## Passage
+++
By Huw Jones and Marc Jones

Disruption to markets caused by the COVID-19 pandemic must not stop banks from ending their use of the Libor interest rate benchmark by the end of 2021, the Financial Stability Board said on Wednesday.

Libor or London Interbank Offered Rate is used to help price contracts from mortgages to credit cards worth around $400 trillion globally.

Regulators want banks to use rates compiled by central banks after lenders were fined billions of dollars for trying to rig Libor.

"Libor transition remains an essential task that will strengthen the global financial system," said the FSB, which coordinates financial rules for the Group of 20 Economies (G20).

The FSB will publish a report later this month on how to deal with remaining challenges to ending the use of a benchmark.

COVID-19 has highlighted that the underlying markets Libor seeks to measure are no longer sufficiently active, it said.
+++
## Material shown

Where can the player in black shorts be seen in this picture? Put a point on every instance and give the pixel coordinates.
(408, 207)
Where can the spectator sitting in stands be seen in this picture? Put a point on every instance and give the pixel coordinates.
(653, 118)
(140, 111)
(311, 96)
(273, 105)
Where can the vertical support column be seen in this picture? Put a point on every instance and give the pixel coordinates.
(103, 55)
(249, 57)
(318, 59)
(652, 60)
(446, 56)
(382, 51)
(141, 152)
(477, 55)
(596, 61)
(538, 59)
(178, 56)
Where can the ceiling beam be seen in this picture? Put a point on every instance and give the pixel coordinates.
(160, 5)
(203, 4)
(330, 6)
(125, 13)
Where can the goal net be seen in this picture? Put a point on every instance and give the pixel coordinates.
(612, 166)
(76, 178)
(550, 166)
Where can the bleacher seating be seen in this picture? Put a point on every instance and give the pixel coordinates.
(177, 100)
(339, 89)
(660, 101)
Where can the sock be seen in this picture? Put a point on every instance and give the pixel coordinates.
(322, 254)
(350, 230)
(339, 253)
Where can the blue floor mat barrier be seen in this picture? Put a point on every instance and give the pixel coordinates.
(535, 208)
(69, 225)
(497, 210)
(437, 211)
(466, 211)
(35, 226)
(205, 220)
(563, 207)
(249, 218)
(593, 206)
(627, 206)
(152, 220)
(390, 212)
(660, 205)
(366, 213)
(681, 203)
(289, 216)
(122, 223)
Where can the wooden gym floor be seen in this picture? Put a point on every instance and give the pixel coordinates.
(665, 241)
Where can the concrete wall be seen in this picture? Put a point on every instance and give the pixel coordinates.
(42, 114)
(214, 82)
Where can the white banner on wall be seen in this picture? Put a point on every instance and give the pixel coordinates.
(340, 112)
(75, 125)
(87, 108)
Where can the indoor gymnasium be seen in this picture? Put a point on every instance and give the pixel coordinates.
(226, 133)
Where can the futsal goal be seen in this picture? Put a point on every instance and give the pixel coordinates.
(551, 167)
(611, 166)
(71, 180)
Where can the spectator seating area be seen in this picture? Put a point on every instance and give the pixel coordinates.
+++
## Tasks and exercises
• A. List every abbreviation that appears in the Libor article.
• B. Answer these questions about the Libor article:
(i) Which two people wrote it?
(ii) Roughly how much are the contracts priced with Libor worth globally?
(iii) What will the FSB publish later this month?
• C. Return everything in the Libor article from "Disruption to markets" down to "to rig Libor.".

## Solved problems
• A. COVID-19, Libor, FSB, G20

• B.
(i) Huw Jones and Marc Jones
(ii) Around $400 trillion
(iii) A report on how to deal with remaining challenges to ending the use of a benchmark

• C.
Disruption to markets caused by the COVID-19 pandemic must not stop banks from ending their use of the Libor interest rate benchmark by the end of 2021, the Financial Stability Board said on Wednesday.

Libor or London Interbank Offered Rate is used to help price contracts from mortgages to credit cards worth around $400 trillion globally.

Regulators want banks to use rates compiled by central banks after lenders were fined billions of dollars for trying to rig Libor.